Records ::
────────────────
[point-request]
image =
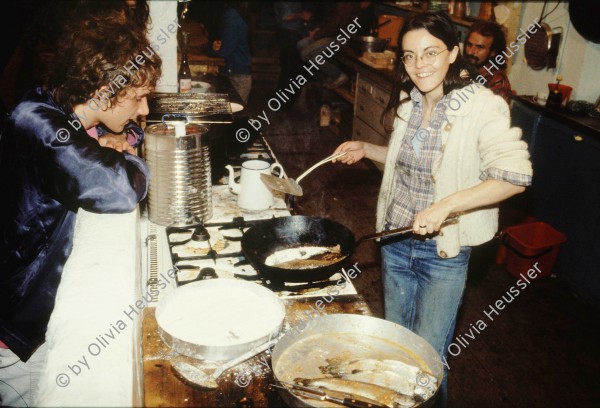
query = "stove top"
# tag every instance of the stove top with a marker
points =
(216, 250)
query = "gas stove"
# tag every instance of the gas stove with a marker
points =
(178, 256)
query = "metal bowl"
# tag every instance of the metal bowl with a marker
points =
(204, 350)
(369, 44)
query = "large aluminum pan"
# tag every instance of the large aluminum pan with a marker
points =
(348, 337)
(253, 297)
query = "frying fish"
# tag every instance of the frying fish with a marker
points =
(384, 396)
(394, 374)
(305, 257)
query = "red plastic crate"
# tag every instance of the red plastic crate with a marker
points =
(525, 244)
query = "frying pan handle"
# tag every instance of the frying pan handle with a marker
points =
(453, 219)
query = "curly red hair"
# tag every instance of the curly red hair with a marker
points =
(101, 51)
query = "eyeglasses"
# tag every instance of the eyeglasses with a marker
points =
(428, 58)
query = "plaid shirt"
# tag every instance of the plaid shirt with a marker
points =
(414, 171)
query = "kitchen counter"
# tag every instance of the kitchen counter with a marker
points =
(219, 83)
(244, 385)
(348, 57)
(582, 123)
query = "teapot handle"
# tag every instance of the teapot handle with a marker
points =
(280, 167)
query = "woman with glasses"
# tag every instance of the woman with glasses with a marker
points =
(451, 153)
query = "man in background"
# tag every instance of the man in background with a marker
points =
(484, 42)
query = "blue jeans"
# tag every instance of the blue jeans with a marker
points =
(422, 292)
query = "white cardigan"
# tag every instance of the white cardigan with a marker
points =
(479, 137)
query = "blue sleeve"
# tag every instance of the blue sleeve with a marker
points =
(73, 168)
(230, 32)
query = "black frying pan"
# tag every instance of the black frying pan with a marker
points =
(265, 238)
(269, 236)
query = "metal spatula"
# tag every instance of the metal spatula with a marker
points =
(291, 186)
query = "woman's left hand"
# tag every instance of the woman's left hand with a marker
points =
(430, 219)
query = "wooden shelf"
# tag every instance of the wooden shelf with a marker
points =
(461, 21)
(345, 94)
────────────────
What is being asked :: Write out the listing above again, exactly, but with no pictures in the copy.

Worked solution ::
[point-request]
image =
query = "stove top"
# tag every instance of the stove top with a marker
points =
(216, 250)
query = "gas stove"
# tag every instance of the gas stove with a marker
points =
(178, 256)
query = "metal bowl"
# tag every instance of the metal bowl with a marker
points =
(204, 350)
(369, 44)
query = "large aluminum pan"
# tag every instance of the large aluminum pan with a marker
points =
(348, 337)
(253, 297)
query = "frying fish"
# tag every instance of the frying fish with a marker
points =
(384, 396)
(394, 374)
(305, 257)
query = "red plastic crate"
# tag every instance of the red plastic crate with a marker
points =
(525, 244)
query = "frying pan handle"
# tag every instance of the frying pan handle with a marker
points =
(453, 219)
query = "curly red hair"
# tag every instance of the curly red hair with a marker
points =
(101, 51)
query = "eyeglasses"
# tag every instance of the eyeglasses with a marker
points =
(428, 58)
query = "plaid shirt"
# tag every instance of the plaid shirt with a marker
points =
(414, 171)
query = "kitchen counter"
# tag every instance of the kitchen counter with a marker
points =
(219, 83)
(244, 385)
(348, 57)
(582, 123)
query = "teapot handle"
# tag every instance of the teapot handle with a marker
points =
(280, 167)
query = "woman with glasses"
# tag every instance of the woman with glasses with a marker
points =
(451, 153)
query = "man in background"
# tag every instance of the man in background with a marker
points =
(484, 42)
query = "blue jeans"
# tag every instance of the blue jeans with a marker
points =
(422, 292)
query = "white cardigan"
# tag every instance of the white cardigan with a marker
points =
(479, 137)
query = "blue sleeve"
# tag every instance of the blue sleeve with a marker
points =
(73, 168)
(230, 32)
query = "black frying pan"
# tag every instance of the black frying pan with a marker
points =
(265, 238)
(269, 236)
query = "metal spatula"
# tag every instance of the metal spatula with a marker
points =
(291, 186)
query = "woman's left hand"
# tag every instance of the woman's left hand with a marker
points =
(430, 219)
query = "wooden shelf"
# tag every instance of the wooden shelf with a marker
points =
(461, 21)
(345, 94)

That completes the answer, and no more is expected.